-- start of INPUT --
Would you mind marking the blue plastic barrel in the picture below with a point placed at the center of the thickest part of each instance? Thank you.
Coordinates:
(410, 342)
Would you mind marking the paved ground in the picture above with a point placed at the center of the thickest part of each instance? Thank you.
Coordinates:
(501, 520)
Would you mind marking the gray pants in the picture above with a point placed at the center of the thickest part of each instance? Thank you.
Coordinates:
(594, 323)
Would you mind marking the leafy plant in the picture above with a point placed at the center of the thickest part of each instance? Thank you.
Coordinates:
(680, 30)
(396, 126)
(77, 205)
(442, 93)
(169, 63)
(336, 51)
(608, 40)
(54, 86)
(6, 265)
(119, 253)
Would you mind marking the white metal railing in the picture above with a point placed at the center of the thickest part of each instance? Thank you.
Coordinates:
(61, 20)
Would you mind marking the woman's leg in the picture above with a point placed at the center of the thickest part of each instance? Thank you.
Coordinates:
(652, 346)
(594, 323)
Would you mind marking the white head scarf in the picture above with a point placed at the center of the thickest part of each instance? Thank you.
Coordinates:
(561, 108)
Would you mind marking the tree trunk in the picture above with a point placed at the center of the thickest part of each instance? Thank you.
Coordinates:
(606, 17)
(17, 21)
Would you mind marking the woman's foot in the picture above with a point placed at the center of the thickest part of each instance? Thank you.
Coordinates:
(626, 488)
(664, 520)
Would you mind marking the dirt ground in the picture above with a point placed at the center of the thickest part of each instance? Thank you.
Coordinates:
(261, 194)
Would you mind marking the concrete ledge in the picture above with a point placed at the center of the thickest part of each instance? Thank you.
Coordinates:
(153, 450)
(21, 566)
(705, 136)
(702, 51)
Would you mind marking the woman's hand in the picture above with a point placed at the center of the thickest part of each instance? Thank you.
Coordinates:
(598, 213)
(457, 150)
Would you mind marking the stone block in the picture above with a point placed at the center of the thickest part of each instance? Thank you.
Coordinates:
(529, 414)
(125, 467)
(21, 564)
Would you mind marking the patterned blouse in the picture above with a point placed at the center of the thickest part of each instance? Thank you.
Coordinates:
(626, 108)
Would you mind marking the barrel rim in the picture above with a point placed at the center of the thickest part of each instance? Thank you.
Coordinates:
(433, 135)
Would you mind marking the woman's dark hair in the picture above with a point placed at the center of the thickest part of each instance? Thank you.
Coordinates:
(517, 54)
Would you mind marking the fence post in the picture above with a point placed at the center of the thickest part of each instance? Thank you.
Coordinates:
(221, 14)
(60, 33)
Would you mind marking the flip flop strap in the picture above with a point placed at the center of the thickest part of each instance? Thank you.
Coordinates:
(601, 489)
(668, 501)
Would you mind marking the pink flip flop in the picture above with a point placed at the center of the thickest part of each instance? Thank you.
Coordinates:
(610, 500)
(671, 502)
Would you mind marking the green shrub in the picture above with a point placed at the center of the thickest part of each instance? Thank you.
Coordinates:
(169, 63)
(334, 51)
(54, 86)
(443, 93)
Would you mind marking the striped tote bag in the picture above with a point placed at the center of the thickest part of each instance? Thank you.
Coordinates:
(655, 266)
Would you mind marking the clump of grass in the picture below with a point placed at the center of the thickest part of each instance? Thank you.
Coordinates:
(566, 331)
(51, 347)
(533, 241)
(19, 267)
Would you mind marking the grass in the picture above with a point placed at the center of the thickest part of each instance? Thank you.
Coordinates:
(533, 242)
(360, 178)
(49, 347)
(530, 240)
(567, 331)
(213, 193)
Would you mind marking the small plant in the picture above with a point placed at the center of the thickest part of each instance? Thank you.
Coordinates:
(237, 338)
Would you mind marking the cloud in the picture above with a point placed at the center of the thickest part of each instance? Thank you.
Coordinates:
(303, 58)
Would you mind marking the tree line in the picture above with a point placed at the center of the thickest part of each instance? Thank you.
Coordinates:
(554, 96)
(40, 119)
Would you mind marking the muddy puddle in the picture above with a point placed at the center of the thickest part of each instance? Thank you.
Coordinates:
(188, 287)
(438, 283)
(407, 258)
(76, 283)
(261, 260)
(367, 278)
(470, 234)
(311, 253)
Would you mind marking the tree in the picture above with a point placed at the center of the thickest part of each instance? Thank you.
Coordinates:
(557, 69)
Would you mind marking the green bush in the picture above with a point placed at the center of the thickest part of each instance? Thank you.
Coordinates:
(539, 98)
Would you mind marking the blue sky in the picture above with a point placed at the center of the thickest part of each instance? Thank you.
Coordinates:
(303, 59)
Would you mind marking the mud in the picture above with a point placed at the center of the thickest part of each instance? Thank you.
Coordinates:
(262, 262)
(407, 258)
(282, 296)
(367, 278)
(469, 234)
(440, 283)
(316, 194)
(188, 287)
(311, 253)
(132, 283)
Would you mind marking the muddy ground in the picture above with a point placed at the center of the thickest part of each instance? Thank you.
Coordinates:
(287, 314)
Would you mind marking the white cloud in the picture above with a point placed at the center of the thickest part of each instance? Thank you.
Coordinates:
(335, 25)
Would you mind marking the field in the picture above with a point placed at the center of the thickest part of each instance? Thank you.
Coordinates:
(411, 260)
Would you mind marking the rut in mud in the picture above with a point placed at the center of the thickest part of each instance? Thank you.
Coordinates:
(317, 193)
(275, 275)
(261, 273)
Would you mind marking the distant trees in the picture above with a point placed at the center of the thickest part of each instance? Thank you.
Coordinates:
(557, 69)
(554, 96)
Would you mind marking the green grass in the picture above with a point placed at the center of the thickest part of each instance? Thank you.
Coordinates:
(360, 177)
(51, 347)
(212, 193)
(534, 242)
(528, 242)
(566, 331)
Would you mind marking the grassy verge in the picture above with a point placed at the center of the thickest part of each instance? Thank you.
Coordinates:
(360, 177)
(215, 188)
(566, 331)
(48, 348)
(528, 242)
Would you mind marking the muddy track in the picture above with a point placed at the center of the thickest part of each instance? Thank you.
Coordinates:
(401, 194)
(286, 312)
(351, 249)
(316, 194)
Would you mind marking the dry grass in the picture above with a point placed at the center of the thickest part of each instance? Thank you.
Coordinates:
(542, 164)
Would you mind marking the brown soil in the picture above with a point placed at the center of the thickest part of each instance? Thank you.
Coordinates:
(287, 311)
-- end of INPUT --
Rewrite all of the entries above, substituting "widest part" for each occurrence of "thickest part" and leaving everything else unchanged.

Would you mind marking the blue plastic barrel in the picture below with a point placed at the center of the widest part of each instance? Thank you.
Coordinates:
(410, 342)
Would you mind marking the paved ground in the picture above with a point placed at the center of the widest part of each instance? Thank you.
Coordinates:
(501, 520)
Would you mind marking the gray pants in the picture above with a point placed at the center of the widest part of each instance? Thank you.
Coordinates:
(594, 323)
Would you mind marking the leafy plant in the picture above with a point placed at the center of the widest part of each instance? Thank you.
Coordinates:
(680, 30)
(396, 126)
(77, 205)
(442, 93)
(169, 63)
(336, 51)
(608, 40)
(54, 86)
(6, 265)
(119, 253)
Would you mind marking the white metal railing in the picture above with a point placed at the center of the widest part of each instance? Thank you.
Coordinates:
(61, 20)
Would you mind marking the woman's leg in the picture above with a point placed at the center of the widest part of each instance? Thank you.
Coordinates:
(652, 346)
(594, 323)
Would you mind marking the white head scarf in the picture above with a point placed at the center of the widest part of each instance? Thank you.
Coordinates:
(561, 108)
Would you mind marking the tree trunk in the picture above with a point placed at the center of the widest part of each instance? Thank you.
Coordinates:
(606, 17)
(17, 21)
Would you mind marking the woman's foot in the picture above with a point placed at the center of the widest part of each instance? Thank you.
Coordinates:
(626, 488)
(664, 520)
Would you mind marking the dirt ground in the picture above with a point placed at the center of the widest part of each instance? Thank you.
Coordinates:
(261, 194)
Would you mind marking the concrete ledge in the picture above with a point placed at the center of the widest part of each instance? Thank you.
Coordinates:
(153, 450)
(21, 566)
(705, 136)
(702, 51)
Would you mind marking the woman's hand in the picture above with a point placed at the center of the widest part of each instance? Thank you.
Coordinates:
(598, 213)
(457, 150)
Would you mind marking the stone block in the picture above with a point placed at the center of the widest part of each instance? Thank you.
Coordinates:
(529, 414)
(125, 467)
(21, 564)
Would you mind marking the patterned blouse in the picture above with a point placed at the center of the widest part of each instance? Thank you.
Coordinates:
(626, 108)
Would you mind marking the barrel rim in the picture above with a point placed at the center of the widest part of each instance? Thank you.
Coordinates:
(433, 135)
Would you mind marking the woman's dark hair in the picture above with a point placed at the center of the widest part of each instance? Thank you.
Coordinates:
(517, 54)
Would you mind marking the fence post in the picture above with a point placed at the center of the widest part of each instance? Thank you.
Coordinates:
(221, 14)
(60, 33)
Would you mind marking the flip flop strap in the picture above with a point placed at the center of the widest part of each instance? Thank you.
Coordinates:
(601, 489)
(668, 501)
Would you mind marking the pink flip flop in the picture above with a point placed at the center of the widest part of each instance? Thank you.
Coordinates:
(610, 500)
(671, 502)
Would you mind marking the green shrub in the picture above with a point placed at the center of the widest part of each instance? Thank you.
Coordinates:
(169, 63)
(334, 51)
(54, 86)
(443, 93)
Would you mind marking the striped tote bag in the picture above with a point placed at the center of the widest part of each instance? Thank you.
Coordinates:
(655, 266)
Would you mind marking the clump of grass in the picture below with a point placed at the center of the widest part of each instance? Thank you.
Coordinates:
(566, 331)
(51, 347)
(533, 241)
(19, 267)
Would you mind marking the grass in the picture above with a point placed at the center of the widest part of each instance? Thank you.
Coordinates:
(533, 242)
(360, 178)
(49, 347)
(530, 240)
(567, 331)
(213, 193)
Would you mind marking the small plant in the picture above with a point placed at the center of the widest part of each instance? Thank you.
Coordinates:
(237, 338)
Would you mind marking the cloud in the picture above with a point placed at the center of the widest part of each instance? Thank you.
Coordinates:
(303, 58)
Would you mind marking the tree line in the picture above with a point placed at the center of the widest part of each instance? Thank you.
Coordinates:
(554, 96)
(40, 119)
Would you mind marking the muddy puddle in the picture above with a point placed at the center of the widest part of each instance? Thank you.
Coordinates:
(188, 287)
(438, 283)
(407, 258)
(76, 283)
(261, 260)
(367, 278)
(470, 234)
(311, 253)
Would you mind marking the tree in the picture above with a point placed at the center of the widest part of each instance? Thank you.
Coordinates:
(557, 69)
Would you mind marking the green bush in the picture above with a point placed at the center of the widest part of each instance? Thank you.
Coordinates:
(539, 98)
Would you mind marking the blue sky in the picture above with a point placed at the center of the widest part of each instance? Thank you.
Coordinates:
(303, 59)
Would you mind marking the mud in the picture above with a point placed at the center of the widest part of each instance? Thank you.
Coordinates:
(262, 262)
(407, 258)
(282, 296)
(367, 278)
(469, 234)
(440, 283)
(316, 194)
(188, 287)
(311, 253)
(132, 283)
Would you mind marking the muddy ground in the picture above with a point placed at the center of the widest part of each instance? Thank you.
Coordinates:
(287, 314)
Would you mind marking the white cloud in the picture above with a point placed at the center of the widest part of each instance? Thank you.
Coordinates:
(335, 25)
Would you mind marking the field in the picture above with a point placed at the center of the widest part of each instance? Thank you.
Coordinates:
(411, 260)
Would you mind marking the rut in mud in the picture above with a point placed at the center of the widest part of each instance? Thank you.
Coordinates:
(317, 193)
(275, 275)
(261, 273)
Would you mind marking the distant trees in the picture above with a point placed at the center of the widest part of each instance? Thank you.
Coordinates:
(557, 69)
(554, 96)
Would you mind marking the green grass in the picture above with a point placed at the center of the widest part of each instance? Thank you.
Coordinates:
(360, 177)
(51, 347)
(212, 193)
(534, 242)
(528, 242)
(566, 331)
Would you mind marking the grassy verge in the picture above with a point placed at the center of the widest part of each instance? Thank you.
Coordinates:
(360, 177)
(215, 188)
(566, 331)
(48, 348)
(528, 242)
Would you mind marking the muddy track in the picture above with a point placed at the center of the widest part of each instance? Thank you.
Coordinates:
(401, 194)
(286, 312)
(351, 249)
(316, 194)
Would you mind marking the dry grass in the picture above with a point placed at the center of the widest part of each instance? Thank you.
Coordinates:
(542, 164)
Would you mind marking the brown soil in the picture above with a point placed at the center of the widest part of each instance? Thank you.
Coordinates:
(287, 311)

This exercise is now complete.